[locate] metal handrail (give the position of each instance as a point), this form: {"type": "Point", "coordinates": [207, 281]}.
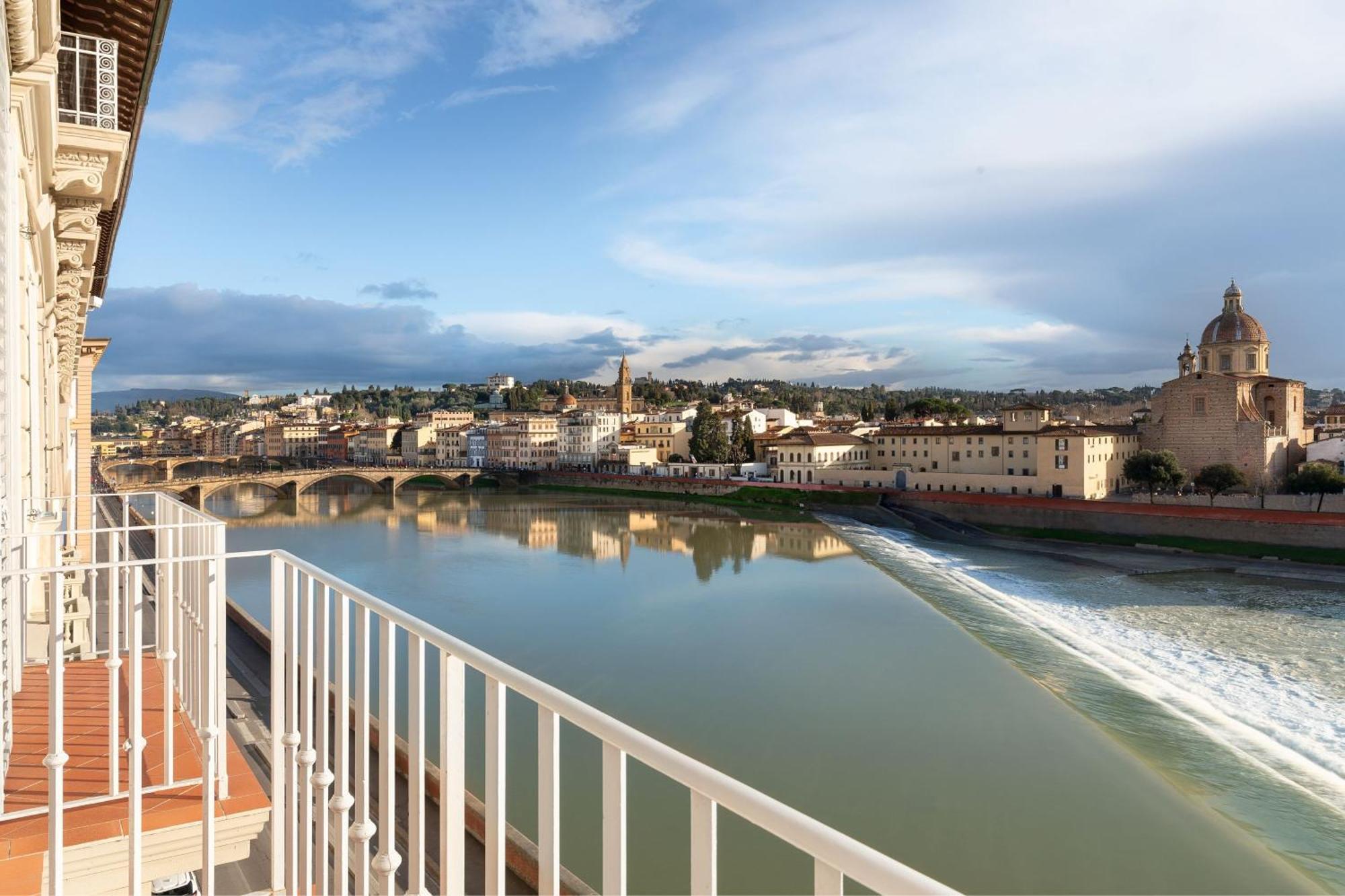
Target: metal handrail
{"type": "Point", "coordinates": [841, 852]}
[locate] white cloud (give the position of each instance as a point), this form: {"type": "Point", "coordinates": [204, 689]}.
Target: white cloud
{"type": "Point", "coordinates": [1036, 331]}
{"type": "Point", "coordinates": [289, 91]}
{"type": "Point", "coordinates": [864, 112]}
{"type": "Point", "coordinates": [540, 326]}
{"type": "Point", "coordinates": [539, 33]}
{"type": "Point", "coordinates": [890, 280]}
{"type": "Point", "coordinates": [479, 95]}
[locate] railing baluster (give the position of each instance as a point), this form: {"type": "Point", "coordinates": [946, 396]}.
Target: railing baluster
{"type": "Point", "coordinates": [704, 845]}
{"type": "Point", "coordinates": [388, 860]}
{"type": "Point", "coordinates": [210, 733]}
{"type": "Point", "coordinates": [293, 813]}
{"type": "Point", "coordinates": [827, 880]}
{"type": "Point", "coordinates": [364, 827]}
{"type": "Point", "coordinates": [453, 782]}
{"type": "Point", "coordinates": [56, 759]}
{"type": "Point", "coordinates": [221, 669]}
{"type": "Point", "coordinates": [137, 741]}
{"type": "Point", "coordinates": [114, 665]}
{"type": "Point", "coordinates": [496, 694]}
{"type": "Point", "coordinates": [323, 776]}
{"type": "Point", "coordinates": [167, 602]}
{"type": "Point", "coordinates": [548, 802]}
{"type": "Point", "coordinates": [614, 819]}
{"type": "Point", "coordinates": [307, 755]}
{"type": "Point", "coordinates": [342, 802]}
{"type": "Point", "coordinates": [278, 724]}
{"type": "Point", "coordinates": [416, 764]}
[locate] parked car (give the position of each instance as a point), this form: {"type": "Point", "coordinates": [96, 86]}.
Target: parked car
{"type": "Point", "coordinates": [182, 884]}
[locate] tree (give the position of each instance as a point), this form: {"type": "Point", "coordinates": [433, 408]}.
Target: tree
{"type": "Point", "coordinates": [1317, 479]}
{"type": "Point", "coordinates": [742, 450]}
{"type": "Point", "coordinates": [1219, 478]}
{"type": "Point", "coordinates": [1156, 471]}
{"type": "Point", "coordinates": [709, 442]}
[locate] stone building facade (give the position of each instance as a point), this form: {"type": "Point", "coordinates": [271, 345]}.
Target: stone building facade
{"type": "Point", "coordinates": [1225, 405]}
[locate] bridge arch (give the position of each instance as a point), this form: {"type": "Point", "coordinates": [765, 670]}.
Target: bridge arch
{"type": "Point", "coordinates": [380, 483]}
{"type": "Point", "coordinates": [457, 479]}
{"type": "Point", "coordinates": [206, 490]}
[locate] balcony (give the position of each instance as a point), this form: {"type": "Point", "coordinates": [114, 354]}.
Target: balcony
{"type": "Point", "coordinates": [112, 770]}
{"type": "Point", "coordinates": [88, 81]}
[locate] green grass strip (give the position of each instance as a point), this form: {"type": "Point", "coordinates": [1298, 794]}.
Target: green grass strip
{"type": "Point", "coordinates": [1186, 542]}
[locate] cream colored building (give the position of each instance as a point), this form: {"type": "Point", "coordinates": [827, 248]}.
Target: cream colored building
{"type": "Point", "coordinates": [451, 446]}
{"type": "Point", "coordinates": [442, 419]}
{"type": "Point", "coordinates": [295, 440]}
{"type": "Point", "coordinates": [668, 435]}
{"type": "Point", "coordinates": [537, 443]}
{"type": "Point", "coordinates": [64, 171]}
{"type": "Point", "coordinates": [1027, 454]}
{"type": "Point", "coordinates": [1225, 405]}
{"type": "Point", "coordinates": [373, 446]}
{"type": "Point", "coordinates": [584, 436]}
{"type": "Point", "coordinates": [420, 444]}
{"type": "Point", "coordinates": [809, 456]}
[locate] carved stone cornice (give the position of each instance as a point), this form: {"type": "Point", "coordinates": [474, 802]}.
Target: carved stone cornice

******************************

» **Given instruction**
Switch "railing baluster" to "stair baluster" throughout the lines above and write them out again with nothing else changed, leaving the pictures out.

» **Solution for this task**
[locate] metal handrail (give the position of each instance as a point), this form: {"type": "Point", "coordinates": [207, 281]}.
Target: metal handrail
{"type": "Point", "coordinates": [841, 852]}
[locate] white cloud (give the position of each instance as a point), this form: {"type": "Point", "coordinates": [204, 689]}.
Target: white cloud
{"type": "Point", "coordinates": [1036, 331]}
{"type": "Point", "coordinates": [289, 91]}
{"type": "Point", "coordinates": [864, 112]}
{"type": "Point", "coordinates": [540, 326]}
{"type": "Point", "coordinates": [539, 33]}
{"type": "Point", "coordinates": [890, 280]}
{"type": "Point", "coordinates": [479, 95]}
[locate] stair baluster (give the position of each instance as a point), this form: {"type": "Point", "coordinates": [946, 396]}.
Target: stair baluster
{"type": "Point", "coordinates": [704, 845]}
{"type": "Point", "coordinates": [388, 860]}
{"type": "Point", "coordinates": [210, 733]}
{"type": "Point", "coordinates": [293, 813]}
{"type": "Point", "coordinates": [827, 880]}
{"type": "Point", "coordinates": [364, 827]}
{"type": "Point", "coordinates": [453, 782]}
{"type": "Point", "coordinates": [56, 759]}
{"type": "Point", "coordinates": [221, 669]}
{"type": "Point", "coordinates": [137, 741]}
{"type": "Point", "coordinates": [114, 665]}
{"type": "Point", "coordinates": [496, 694]}
{"type": "Point", "coordinates": [323, 776]}
{"type": "Point", "coordinates": [167, 602]}
{"type": "Point", "coordinates": [548, 802]}
{"type": "Point", "coordinates": [614, 819]}
{"type": "Point", "coordinates": [307, 755]}
{"type": "Point", "coordinates": [342, 802]}
{"type": "Point", "coordinates": [278, 724]}
{"type": "Point", "coordinates": [416, 764]}
[locate] parked car (give the position of each instance as a point), this form: {"type": "Point", "coordinates": [96, 86]}.
Target: parked car
{"type": "Point", "coordinates": [182, 884]}
[locate] tree (give the position of each instance as a point), this form: {"type": "Point", "coordinates": [433, 408]}.
Target: tree
{"type": "Point", "coordinates": [1317, 479]}
{"type": "Point", "coordinates": [742, 450]}
{"type": "Point", "coordinates": [1219, 478]}
{"type": "Point", "coordinates": [1156, 471]}
{"type": "Point", "coordinates": [709, 442]}
[locate] stone building facade (give the position of each instance as a point), this form: {"type": "Point", "coordinates": [271, 345]}.
Target: stone building facade
{"type": "Point", "coordinates": [1225, 405]}
[locate] bridge arch (give the position of each instance as a point), this form: {"type": "Point", "coordinates": [765, 670]}.
Target: bridge arch
{"type": "Point", "coordinates": [380, 483]}
{"type": "Point", "coordinates": [457, 479]}
{"type": "Point", "coordinates": [206, 490]}
[locate] balcony (give the position of each instance as a point), this form: {"type": "Point", "coordinates": [114, 354]}.
Target: balcony
{"type": "Point", "coordinates": [112, 770]}
{"type": "Point", "coordinates": [88, 81]}
[locate] green grass strip (give the position of each instance as a point), this form: {"type": "Point", "coordinates": [1298, 794]}.
Target: green grass strip
{"type": "Point", "coordinates": [1186, 542]}
[locate] cream colored building (give the position of each instance as a point), this form: {"type": "Point", "coordinates": [827, 248]}.
Target: cream colored building
{"type": "Point", "coordinates": [451, 446]}
{"type": "Point", "coordinates": [442, 419]}
{"type": "Point", "coordinates": [295, 440]}
{"type": "Point", "coordinates": [668, 435]}
{"type": "Point", "coordinates": [537, 443]}
{"type": "Point", "coordinates": [64, 171]}
{"type": "Point", "coordinates": [1027, 454]}
{"type": "Point", "coordinates": [1225, 405]}
{"type": "Point", "coordinates": [373, 446]}
{"type": "Point", "coordinates": [584, 436]}
{"type": "Point", "coordinates": [420, 444]}
{"type": "Point", "coordinates": [809, 456]}
[locate] carved stone cornice (give the position of each instance as a point), this form: {"type": "Point", "coordinates": [474, 802]}.
Target: carved stone cornice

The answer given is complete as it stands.